# MATERIALS PROVIDED:

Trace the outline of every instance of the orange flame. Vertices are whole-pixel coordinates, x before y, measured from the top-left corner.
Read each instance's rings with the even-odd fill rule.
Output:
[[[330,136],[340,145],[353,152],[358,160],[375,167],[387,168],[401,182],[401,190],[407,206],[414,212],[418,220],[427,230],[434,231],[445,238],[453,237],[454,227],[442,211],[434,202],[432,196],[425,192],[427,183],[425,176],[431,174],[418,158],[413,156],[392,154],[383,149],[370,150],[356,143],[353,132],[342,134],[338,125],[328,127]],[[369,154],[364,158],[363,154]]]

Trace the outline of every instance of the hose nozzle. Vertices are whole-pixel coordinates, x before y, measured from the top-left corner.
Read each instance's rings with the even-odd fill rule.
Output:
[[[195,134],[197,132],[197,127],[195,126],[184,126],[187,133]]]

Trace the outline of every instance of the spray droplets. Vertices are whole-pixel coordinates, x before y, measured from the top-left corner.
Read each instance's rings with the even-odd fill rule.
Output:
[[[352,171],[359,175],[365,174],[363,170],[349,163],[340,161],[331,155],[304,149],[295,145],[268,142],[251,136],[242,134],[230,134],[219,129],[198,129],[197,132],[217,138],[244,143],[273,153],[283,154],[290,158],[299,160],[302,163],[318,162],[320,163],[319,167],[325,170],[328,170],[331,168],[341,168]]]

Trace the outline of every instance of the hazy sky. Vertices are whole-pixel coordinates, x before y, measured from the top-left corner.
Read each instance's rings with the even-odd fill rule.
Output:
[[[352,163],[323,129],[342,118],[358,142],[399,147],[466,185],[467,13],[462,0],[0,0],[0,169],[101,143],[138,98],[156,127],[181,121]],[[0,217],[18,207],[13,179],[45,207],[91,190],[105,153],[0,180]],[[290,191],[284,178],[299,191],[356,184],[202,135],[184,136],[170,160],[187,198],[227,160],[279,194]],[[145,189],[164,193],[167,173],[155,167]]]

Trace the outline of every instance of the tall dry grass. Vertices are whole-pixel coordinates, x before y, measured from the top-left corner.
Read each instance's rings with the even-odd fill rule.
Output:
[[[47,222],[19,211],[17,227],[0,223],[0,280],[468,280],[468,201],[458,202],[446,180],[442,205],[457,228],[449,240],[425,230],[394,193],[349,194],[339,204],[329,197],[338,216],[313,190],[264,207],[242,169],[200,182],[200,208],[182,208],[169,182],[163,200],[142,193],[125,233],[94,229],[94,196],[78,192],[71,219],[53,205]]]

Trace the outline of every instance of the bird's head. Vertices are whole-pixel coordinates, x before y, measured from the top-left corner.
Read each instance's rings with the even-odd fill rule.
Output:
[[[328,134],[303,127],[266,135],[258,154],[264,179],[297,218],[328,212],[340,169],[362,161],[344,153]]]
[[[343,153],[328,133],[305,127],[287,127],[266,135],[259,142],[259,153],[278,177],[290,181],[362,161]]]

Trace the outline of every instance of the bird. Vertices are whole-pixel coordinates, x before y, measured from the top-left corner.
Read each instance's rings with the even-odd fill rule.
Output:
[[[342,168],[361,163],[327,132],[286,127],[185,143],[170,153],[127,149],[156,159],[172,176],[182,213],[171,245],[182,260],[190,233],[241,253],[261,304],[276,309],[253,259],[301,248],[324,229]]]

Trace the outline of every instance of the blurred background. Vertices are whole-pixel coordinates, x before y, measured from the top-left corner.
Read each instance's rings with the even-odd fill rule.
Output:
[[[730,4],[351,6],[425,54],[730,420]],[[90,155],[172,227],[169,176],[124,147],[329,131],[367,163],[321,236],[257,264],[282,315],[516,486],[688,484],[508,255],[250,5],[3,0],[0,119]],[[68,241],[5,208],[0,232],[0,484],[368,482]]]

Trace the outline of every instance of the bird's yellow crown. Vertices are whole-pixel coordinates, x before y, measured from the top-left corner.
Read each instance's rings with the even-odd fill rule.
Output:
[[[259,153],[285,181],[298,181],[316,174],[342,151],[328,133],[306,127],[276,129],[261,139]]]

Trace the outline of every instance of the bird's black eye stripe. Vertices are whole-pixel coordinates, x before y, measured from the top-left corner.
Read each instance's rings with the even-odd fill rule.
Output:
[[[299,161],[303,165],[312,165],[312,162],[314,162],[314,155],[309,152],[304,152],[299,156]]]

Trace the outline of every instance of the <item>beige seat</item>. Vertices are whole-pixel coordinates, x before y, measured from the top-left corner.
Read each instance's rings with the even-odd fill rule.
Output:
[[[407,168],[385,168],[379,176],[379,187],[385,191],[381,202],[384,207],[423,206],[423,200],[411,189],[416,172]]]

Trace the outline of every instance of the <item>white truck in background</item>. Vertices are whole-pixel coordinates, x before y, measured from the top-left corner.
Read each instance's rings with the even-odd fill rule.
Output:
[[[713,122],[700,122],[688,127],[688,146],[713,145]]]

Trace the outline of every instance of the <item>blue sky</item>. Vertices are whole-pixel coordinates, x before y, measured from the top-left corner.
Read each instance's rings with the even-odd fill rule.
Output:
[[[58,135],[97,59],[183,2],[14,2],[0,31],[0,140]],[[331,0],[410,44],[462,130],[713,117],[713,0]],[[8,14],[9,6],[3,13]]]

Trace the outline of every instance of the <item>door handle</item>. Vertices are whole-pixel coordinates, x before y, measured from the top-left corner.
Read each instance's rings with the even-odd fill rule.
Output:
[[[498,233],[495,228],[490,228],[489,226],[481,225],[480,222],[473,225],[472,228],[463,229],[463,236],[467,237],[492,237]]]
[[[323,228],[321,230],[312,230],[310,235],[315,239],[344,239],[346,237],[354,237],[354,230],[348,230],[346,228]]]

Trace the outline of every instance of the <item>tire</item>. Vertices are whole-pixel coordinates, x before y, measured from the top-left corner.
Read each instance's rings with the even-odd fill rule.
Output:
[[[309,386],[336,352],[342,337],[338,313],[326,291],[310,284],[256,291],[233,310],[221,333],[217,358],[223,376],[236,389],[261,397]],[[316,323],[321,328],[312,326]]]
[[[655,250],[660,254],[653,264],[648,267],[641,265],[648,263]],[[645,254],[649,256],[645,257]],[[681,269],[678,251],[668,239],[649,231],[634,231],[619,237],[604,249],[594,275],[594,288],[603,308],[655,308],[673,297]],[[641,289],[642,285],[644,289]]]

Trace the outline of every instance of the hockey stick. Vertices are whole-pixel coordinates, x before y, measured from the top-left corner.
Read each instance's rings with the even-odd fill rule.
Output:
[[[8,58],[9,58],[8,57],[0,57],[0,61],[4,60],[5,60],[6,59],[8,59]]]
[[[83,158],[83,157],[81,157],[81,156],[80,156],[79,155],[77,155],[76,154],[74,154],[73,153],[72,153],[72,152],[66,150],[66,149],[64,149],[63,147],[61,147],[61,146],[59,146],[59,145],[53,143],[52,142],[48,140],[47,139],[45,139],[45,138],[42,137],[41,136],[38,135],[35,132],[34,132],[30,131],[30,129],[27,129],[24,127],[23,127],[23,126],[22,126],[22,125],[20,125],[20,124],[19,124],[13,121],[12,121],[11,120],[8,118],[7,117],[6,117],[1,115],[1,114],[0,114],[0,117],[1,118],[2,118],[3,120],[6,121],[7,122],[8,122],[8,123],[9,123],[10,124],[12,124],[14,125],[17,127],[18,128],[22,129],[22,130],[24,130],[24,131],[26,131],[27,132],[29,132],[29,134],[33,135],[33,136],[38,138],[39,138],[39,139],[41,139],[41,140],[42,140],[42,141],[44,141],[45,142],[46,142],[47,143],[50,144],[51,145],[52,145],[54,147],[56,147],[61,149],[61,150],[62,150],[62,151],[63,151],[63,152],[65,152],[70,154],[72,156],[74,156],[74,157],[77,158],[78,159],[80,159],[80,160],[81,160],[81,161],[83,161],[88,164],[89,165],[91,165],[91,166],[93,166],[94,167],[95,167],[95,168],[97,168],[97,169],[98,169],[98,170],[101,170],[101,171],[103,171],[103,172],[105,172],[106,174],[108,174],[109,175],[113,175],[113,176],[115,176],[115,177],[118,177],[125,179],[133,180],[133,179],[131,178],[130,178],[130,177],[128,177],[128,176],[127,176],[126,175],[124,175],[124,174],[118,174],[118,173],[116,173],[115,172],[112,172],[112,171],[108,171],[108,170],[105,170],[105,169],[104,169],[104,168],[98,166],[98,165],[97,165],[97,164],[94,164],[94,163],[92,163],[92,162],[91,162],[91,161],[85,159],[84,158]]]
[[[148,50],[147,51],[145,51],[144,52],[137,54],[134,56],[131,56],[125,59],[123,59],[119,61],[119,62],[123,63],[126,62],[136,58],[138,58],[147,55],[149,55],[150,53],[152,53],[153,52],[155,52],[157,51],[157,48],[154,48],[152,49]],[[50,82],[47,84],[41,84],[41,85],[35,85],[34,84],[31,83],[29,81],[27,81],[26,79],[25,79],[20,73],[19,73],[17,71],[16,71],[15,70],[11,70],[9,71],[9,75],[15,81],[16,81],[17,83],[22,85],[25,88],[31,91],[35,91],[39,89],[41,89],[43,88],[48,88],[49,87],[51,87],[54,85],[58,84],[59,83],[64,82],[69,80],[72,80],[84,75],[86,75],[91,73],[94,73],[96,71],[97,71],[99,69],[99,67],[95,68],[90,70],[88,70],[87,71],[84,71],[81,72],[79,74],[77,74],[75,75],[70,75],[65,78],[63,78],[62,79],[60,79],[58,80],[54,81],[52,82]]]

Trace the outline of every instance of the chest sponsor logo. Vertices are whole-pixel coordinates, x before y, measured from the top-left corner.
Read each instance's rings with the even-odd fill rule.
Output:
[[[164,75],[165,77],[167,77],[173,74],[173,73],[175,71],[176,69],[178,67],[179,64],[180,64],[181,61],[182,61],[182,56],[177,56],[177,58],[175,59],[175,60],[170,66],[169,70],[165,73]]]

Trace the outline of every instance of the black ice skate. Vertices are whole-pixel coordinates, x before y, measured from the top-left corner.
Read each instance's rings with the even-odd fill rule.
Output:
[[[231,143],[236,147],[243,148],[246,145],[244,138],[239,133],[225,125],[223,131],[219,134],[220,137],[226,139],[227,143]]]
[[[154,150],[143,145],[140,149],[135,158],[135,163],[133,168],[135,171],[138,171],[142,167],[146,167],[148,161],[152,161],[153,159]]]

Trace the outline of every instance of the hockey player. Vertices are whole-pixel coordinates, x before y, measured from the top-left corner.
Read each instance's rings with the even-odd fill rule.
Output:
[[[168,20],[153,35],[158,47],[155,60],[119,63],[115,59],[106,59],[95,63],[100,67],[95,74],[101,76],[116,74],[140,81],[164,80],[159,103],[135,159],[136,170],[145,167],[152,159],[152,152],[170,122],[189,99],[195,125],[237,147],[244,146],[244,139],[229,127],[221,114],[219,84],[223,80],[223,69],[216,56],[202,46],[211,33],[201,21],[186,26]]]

# YOUR GOAL:
Copy the lines exactly as they appear, from the first line of the records up to and including the line containing "[[[195,134],[197,132],[197,127],[195,126],[184,126],[187,133]]]".

# EXERCISE OUTPUT:
Trace the outline of every instance of the orange flame. Vertices are whole-pixel coordinates, x before y, measured from the top-left corner.
Read each instance's rings with the even-odd fill rule.
Output:
[[[330,136],[340,145],[353,152],[358,160],[375,167],[387,168],[401,182],[401,190],[407,206],[414,212],[418,220],[427,230],[434,231],[445,238],[453,237],[454,227],[442,211],[434,202],[432,196],[425,192],[427,183],[425,176],[431,174],[418,158],[413,156],[392,154],[383,149],[370,150],[356,143],[353,132],[342,134],[338,125],[328,127]],[[369,154],[364,158],[363,154]]]

Trace the outline of every instance of the hose nozzle. Vertices are whole-pixel coordinates, x before y, measured from the top-left corner.
Read each instance's rings with the even-odd fill rule.
Output:
[[[195,134],[197,132],[197,127],[195,126],[184,126],[187,133]]]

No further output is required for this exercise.